Stored data:
%%

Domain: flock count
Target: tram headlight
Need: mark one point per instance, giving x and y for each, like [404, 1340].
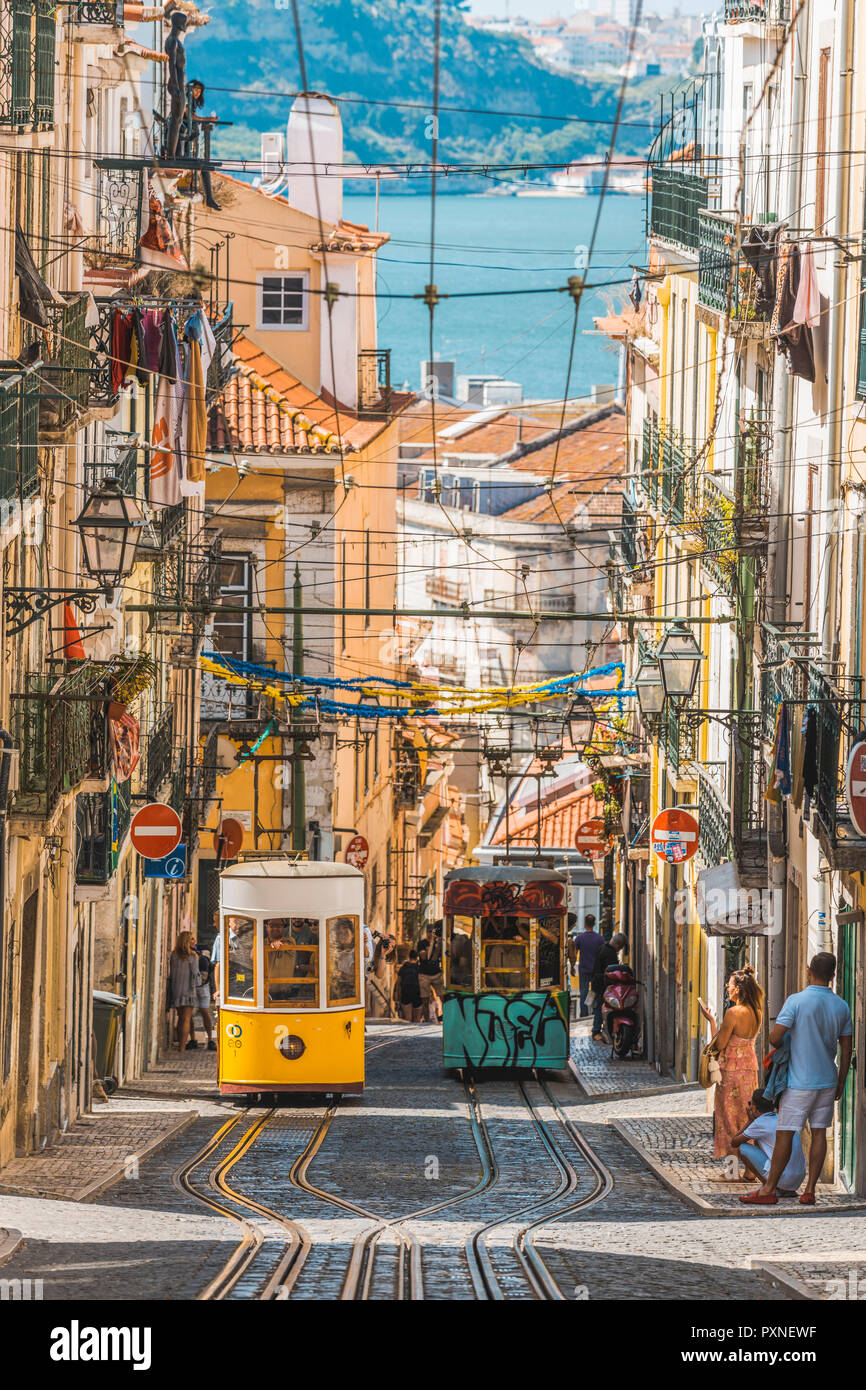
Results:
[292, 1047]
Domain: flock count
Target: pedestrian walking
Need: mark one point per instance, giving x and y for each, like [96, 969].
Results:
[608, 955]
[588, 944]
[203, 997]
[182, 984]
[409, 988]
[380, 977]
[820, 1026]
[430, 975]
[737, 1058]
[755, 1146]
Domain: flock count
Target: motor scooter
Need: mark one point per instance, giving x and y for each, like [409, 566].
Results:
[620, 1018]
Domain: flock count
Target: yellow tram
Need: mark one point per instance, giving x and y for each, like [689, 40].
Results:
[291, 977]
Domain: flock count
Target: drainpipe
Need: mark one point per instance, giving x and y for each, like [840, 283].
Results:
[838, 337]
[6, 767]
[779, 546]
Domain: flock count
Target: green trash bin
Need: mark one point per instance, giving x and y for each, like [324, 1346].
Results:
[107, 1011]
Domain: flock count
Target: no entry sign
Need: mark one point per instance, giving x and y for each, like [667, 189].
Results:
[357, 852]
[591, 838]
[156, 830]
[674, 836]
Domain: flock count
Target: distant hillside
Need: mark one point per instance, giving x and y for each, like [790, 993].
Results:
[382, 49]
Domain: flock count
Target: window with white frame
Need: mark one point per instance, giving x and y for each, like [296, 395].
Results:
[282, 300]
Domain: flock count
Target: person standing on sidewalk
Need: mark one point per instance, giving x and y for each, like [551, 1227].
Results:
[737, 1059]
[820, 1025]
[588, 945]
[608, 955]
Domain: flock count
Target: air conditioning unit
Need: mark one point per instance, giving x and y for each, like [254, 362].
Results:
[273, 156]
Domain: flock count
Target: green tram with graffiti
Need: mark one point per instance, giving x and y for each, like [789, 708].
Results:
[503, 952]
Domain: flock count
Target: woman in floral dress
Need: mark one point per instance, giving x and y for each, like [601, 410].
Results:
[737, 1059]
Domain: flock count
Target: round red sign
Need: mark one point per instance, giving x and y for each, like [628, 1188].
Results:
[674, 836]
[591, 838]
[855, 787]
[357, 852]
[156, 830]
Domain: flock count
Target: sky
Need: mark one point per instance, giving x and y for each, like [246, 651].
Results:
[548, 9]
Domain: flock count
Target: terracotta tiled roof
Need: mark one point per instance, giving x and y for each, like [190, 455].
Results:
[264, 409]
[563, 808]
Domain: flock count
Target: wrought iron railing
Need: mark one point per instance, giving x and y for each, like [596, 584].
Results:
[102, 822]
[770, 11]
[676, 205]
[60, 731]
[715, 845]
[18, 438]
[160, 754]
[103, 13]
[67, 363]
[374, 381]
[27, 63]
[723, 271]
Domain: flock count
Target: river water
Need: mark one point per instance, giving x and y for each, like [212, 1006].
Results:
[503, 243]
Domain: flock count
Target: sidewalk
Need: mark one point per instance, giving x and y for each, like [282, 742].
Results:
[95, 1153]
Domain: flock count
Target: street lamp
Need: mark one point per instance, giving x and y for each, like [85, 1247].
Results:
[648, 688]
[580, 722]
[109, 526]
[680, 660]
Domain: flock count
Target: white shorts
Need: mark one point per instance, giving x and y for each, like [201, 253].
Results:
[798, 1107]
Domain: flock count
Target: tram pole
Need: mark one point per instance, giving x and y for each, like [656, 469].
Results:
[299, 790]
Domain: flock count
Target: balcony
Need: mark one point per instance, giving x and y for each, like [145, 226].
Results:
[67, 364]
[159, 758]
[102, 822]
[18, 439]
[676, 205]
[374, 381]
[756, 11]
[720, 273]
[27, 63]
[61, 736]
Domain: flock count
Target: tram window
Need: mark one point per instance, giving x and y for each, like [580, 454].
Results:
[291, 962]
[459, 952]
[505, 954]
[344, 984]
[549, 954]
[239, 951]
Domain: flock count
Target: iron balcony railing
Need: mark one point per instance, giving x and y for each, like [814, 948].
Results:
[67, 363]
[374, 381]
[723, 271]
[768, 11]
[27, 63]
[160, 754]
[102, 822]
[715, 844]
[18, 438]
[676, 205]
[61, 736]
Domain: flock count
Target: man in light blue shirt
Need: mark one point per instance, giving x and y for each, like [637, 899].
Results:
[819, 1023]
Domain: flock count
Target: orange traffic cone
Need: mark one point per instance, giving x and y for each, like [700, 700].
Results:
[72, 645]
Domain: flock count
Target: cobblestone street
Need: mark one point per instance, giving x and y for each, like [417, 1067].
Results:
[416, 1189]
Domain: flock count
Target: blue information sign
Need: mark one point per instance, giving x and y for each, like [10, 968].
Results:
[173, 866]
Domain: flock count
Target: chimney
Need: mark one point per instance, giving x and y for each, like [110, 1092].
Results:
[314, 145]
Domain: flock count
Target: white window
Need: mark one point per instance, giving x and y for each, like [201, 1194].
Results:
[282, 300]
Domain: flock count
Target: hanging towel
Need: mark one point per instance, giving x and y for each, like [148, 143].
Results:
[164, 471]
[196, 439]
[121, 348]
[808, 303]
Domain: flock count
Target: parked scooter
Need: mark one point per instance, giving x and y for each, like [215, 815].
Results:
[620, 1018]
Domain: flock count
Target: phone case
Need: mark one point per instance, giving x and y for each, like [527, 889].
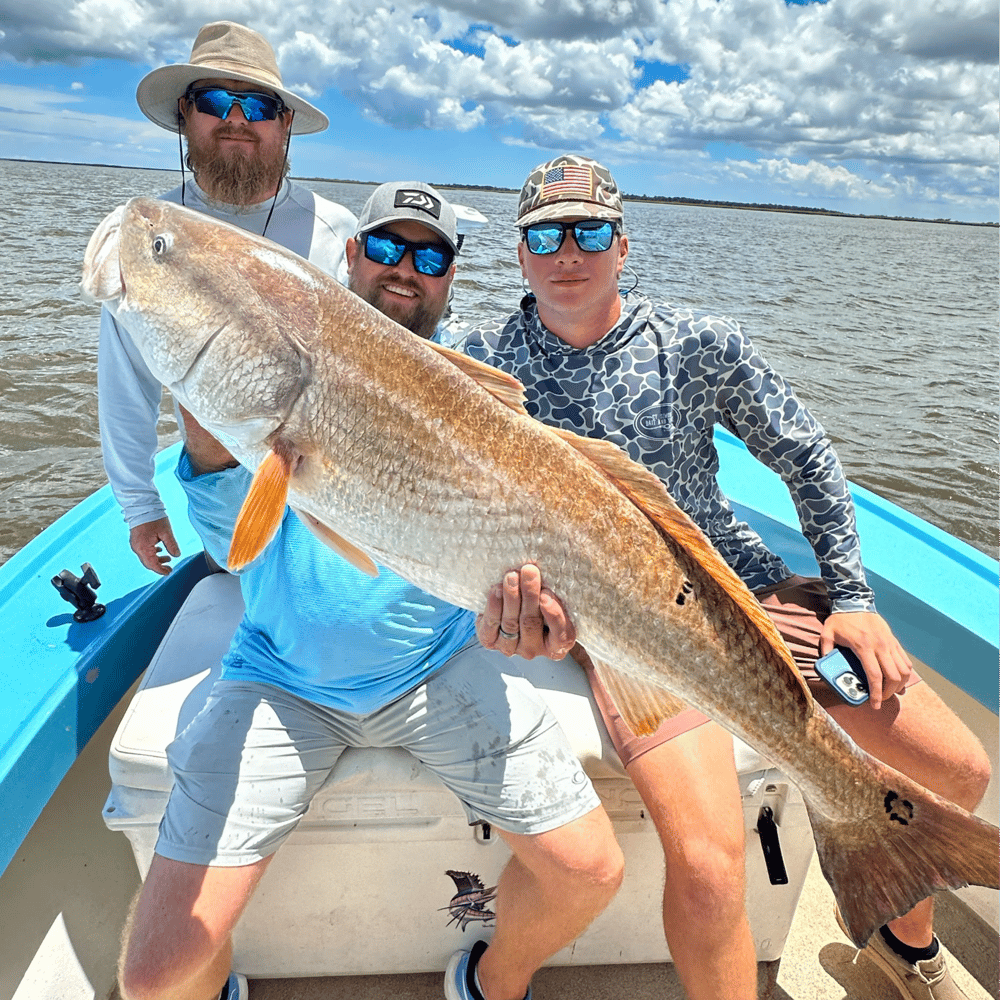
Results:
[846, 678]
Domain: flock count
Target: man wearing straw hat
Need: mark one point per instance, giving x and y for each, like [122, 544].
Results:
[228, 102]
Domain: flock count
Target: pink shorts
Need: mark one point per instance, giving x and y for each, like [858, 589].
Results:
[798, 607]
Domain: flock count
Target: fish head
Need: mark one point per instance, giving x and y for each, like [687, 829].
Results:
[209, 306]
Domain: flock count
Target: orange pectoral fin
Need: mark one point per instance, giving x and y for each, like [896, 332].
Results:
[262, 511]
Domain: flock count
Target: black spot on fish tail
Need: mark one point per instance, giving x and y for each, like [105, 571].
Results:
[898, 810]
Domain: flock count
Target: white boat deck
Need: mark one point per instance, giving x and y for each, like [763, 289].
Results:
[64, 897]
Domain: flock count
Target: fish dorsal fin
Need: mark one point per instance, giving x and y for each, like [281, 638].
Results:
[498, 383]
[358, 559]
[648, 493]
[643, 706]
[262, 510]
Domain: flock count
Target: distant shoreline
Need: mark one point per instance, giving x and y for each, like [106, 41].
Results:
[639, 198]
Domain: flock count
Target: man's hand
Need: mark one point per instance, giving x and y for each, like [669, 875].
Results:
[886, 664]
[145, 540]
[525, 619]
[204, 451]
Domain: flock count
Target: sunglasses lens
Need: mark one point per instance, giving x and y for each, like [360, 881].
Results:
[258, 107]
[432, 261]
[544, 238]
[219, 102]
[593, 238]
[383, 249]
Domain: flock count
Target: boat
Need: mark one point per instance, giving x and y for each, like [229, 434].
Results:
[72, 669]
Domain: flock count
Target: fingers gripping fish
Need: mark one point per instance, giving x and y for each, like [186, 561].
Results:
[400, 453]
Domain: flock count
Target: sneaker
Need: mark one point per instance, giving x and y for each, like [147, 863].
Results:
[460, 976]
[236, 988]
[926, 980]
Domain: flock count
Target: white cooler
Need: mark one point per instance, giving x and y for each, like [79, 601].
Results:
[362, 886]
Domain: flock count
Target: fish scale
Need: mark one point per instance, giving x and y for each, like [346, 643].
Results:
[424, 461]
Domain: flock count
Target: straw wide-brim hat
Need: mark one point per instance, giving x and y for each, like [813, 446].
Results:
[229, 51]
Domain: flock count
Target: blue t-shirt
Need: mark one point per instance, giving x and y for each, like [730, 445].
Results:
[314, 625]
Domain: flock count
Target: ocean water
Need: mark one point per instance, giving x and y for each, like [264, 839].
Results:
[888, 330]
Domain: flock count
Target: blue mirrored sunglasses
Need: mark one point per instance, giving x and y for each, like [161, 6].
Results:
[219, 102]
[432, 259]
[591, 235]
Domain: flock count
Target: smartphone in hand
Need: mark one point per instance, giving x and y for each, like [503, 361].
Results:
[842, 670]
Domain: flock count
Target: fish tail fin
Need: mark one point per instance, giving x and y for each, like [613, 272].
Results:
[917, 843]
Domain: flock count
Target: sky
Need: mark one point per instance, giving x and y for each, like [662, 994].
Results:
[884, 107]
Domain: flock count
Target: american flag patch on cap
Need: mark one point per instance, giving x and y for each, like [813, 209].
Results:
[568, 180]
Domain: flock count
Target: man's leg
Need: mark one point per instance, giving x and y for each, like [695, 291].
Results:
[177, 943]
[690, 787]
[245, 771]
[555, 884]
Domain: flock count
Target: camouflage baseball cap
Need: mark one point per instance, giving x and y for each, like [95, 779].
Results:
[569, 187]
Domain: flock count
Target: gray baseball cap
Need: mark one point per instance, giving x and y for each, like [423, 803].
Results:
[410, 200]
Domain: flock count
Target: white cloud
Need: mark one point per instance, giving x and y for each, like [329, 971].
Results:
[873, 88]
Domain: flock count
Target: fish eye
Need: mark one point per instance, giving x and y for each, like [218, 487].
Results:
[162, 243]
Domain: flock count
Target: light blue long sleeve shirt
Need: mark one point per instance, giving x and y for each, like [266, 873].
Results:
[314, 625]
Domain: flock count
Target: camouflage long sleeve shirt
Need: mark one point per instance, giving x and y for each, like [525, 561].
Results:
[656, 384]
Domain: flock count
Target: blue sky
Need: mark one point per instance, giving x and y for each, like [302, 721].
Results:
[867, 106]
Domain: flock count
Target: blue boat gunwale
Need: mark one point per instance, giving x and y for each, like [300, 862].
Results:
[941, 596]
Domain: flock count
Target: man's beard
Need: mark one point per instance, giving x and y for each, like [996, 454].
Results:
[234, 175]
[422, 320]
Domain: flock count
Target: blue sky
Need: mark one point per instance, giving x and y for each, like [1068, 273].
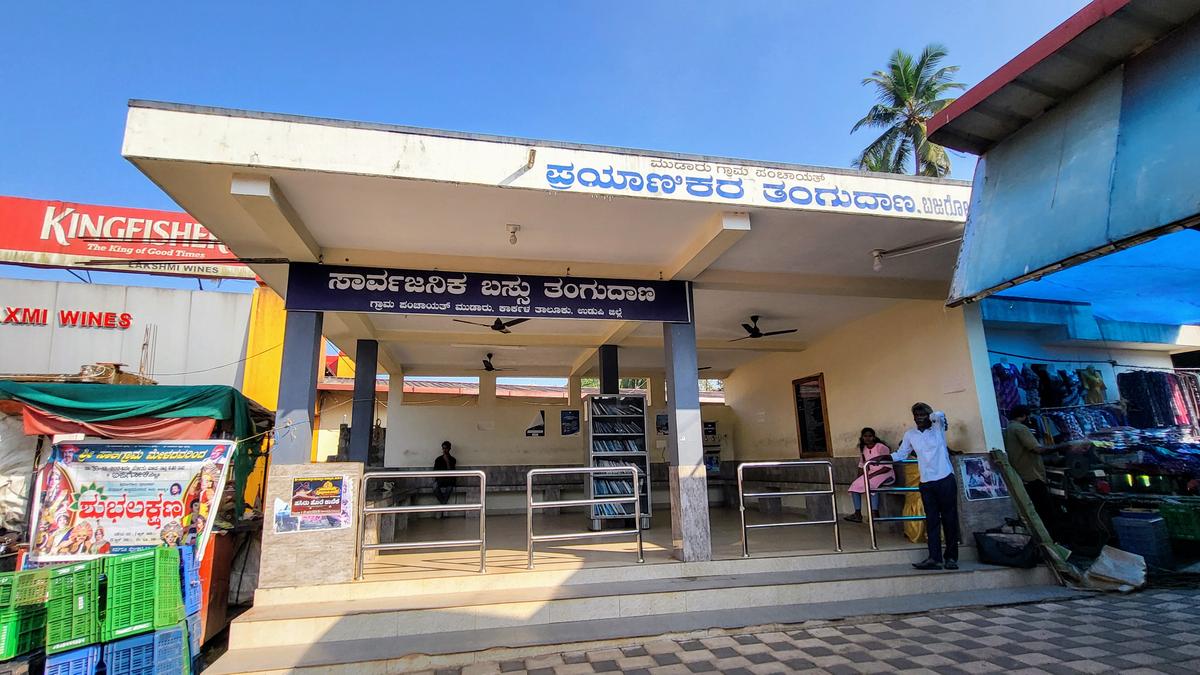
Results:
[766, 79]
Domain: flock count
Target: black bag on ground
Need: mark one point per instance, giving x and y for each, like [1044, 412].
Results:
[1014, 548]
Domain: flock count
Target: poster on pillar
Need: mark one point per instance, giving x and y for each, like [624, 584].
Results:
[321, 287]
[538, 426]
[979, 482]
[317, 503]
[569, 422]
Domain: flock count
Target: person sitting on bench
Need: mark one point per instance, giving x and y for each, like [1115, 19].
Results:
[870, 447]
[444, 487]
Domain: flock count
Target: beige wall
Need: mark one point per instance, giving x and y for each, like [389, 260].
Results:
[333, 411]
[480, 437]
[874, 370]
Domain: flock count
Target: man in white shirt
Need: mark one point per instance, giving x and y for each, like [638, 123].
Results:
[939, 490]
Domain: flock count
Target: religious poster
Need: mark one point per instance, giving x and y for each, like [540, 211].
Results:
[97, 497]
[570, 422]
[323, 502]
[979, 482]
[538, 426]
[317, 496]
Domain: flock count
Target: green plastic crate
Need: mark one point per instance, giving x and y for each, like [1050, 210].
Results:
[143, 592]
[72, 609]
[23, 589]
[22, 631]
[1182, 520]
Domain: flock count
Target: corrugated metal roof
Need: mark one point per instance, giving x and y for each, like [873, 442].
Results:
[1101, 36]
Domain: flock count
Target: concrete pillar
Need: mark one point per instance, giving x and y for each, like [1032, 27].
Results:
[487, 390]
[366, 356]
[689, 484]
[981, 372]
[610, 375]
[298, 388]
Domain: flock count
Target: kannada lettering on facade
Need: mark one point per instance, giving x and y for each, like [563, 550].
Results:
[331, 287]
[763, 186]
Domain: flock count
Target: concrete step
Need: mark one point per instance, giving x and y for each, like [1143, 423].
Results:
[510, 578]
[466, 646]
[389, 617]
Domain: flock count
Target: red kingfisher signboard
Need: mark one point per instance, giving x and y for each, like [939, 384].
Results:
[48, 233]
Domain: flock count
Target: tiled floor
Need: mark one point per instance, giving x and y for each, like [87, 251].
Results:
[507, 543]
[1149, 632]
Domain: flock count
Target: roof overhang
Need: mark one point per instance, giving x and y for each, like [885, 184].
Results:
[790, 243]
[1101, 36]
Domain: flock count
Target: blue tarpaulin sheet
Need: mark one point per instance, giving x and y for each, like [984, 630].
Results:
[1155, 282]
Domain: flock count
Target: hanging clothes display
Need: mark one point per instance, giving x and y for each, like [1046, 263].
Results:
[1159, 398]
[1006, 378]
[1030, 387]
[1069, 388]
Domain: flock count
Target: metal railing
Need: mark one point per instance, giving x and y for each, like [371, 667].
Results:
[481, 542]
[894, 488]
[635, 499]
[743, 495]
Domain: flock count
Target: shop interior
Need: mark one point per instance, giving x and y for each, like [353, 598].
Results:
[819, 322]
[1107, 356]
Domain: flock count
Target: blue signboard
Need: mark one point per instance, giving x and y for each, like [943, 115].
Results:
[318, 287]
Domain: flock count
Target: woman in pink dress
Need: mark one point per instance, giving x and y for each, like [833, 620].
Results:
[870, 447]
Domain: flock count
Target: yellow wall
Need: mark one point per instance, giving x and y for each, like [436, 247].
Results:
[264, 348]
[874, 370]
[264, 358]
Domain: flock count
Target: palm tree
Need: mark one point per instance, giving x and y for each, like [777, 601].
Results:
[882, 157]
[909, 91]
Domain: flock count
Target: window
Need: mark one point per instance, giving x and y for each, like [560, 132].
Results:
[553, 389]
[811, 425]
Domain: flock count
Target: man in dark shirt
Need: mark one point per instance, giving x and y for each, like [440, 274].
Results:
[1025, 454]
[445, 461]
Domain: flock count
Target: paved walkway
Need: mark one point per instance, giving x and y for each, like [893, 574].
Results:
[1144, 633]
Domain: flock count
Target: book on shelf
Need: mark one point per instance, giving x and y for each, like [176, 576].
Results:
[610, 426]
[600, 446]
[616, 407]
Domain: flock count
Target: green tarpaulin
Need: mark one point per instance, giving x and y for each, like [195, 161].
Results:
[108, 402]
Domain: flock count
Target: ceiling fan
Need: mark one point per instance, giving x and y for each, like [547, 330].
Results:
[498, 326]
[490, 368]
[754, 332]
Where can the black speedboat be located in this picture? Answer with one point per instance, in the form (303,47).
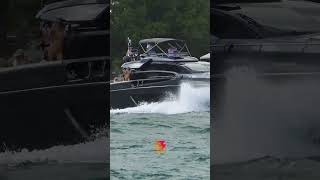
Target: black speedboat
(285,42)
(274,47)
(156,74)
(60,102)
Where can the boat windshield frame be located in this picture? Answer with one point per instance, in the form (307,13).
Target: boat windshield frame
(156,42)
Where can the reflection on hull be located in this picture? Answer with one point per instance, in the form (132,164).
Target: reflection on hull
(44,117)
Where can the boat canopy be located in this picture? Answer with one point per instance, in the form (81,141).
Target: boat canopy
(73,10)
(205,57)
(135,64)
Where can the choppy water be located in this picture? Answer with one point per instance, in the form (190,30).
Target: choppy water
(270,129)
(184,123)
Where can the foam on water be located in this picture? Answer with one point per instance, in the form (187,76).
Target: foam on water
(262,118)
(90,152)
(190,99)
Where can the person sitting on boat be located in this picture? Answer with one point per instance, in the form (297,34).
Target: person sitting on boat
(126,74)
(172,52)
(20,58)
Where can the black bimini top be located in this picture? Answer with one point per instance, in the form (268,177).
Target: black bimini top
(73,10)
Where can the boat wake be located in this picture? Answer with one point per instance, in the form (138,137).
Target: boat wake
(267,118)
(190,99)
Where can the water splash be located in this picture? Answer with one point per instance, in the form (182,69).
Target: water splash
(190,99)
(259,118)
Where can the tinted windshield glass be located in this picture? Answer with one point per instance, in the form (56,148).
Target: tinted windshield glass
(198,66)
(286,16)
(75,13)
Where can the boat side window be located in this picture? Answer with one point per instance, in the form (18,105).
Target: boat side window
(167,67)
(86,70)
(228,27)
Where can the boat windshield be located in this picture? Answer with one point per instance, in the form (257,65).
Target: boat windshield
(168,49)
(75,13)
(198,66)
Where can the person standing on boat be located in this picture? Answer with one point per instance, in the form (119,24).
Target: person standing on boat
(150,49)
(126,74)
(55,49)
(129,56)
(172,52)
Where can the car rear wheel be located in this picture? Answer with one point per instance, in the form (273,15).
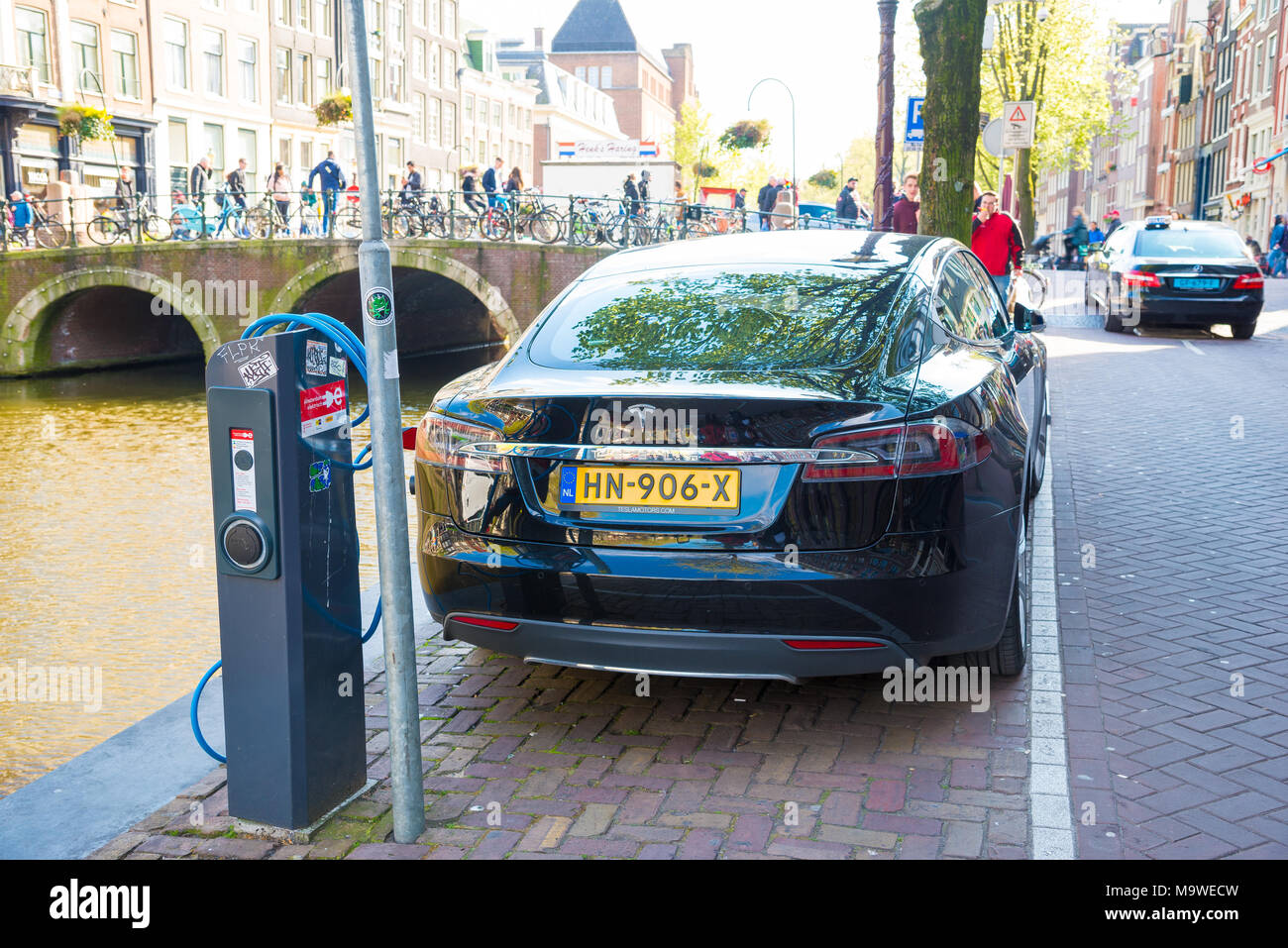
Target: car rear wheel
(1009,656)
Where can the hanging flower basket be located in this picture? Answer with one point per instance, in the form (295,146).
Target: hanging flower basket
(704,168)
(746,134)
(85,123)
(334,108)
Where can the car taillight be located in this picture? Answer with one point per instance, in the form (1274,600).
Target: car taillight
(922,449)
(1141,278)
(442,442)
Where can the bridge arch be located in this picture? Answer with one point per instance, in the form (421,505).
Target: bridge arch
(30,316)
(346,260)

%%

Exercise:
Reproduce the entries above exactly, but only the lines between the line holding "like [669, 875]." and the line holding "like [147, 863].", inclusive.

Written response:
Need: mark one point per instance, giving x and y for each, like [669, 875].
Results:
[886, 664]
[145, 540]
[525, 619]
[204, 451]
Domain: flock count
Target: sunglasses lens
Need: mark one point per instance, giving x and y for each, like [360, 881].
Results:
[258, 107]
[432, 261]
[544, 238]
[219, 102]
[593, 238]
[383, 249]
Domain: flock count
Target: boat
Need: mark one point per instance, giving x and y for each, like [229, 434].
Results:
[72, 669]
Domain: flock count
Target: fingers gripping fish
Need: mark one point per instance, giving x and y for each, like [186, 561].
Results:
[400, 453]
Domain: flock count
Target: sneaker
Need: mark one point per instance, giving x and y for each, like [147, 863].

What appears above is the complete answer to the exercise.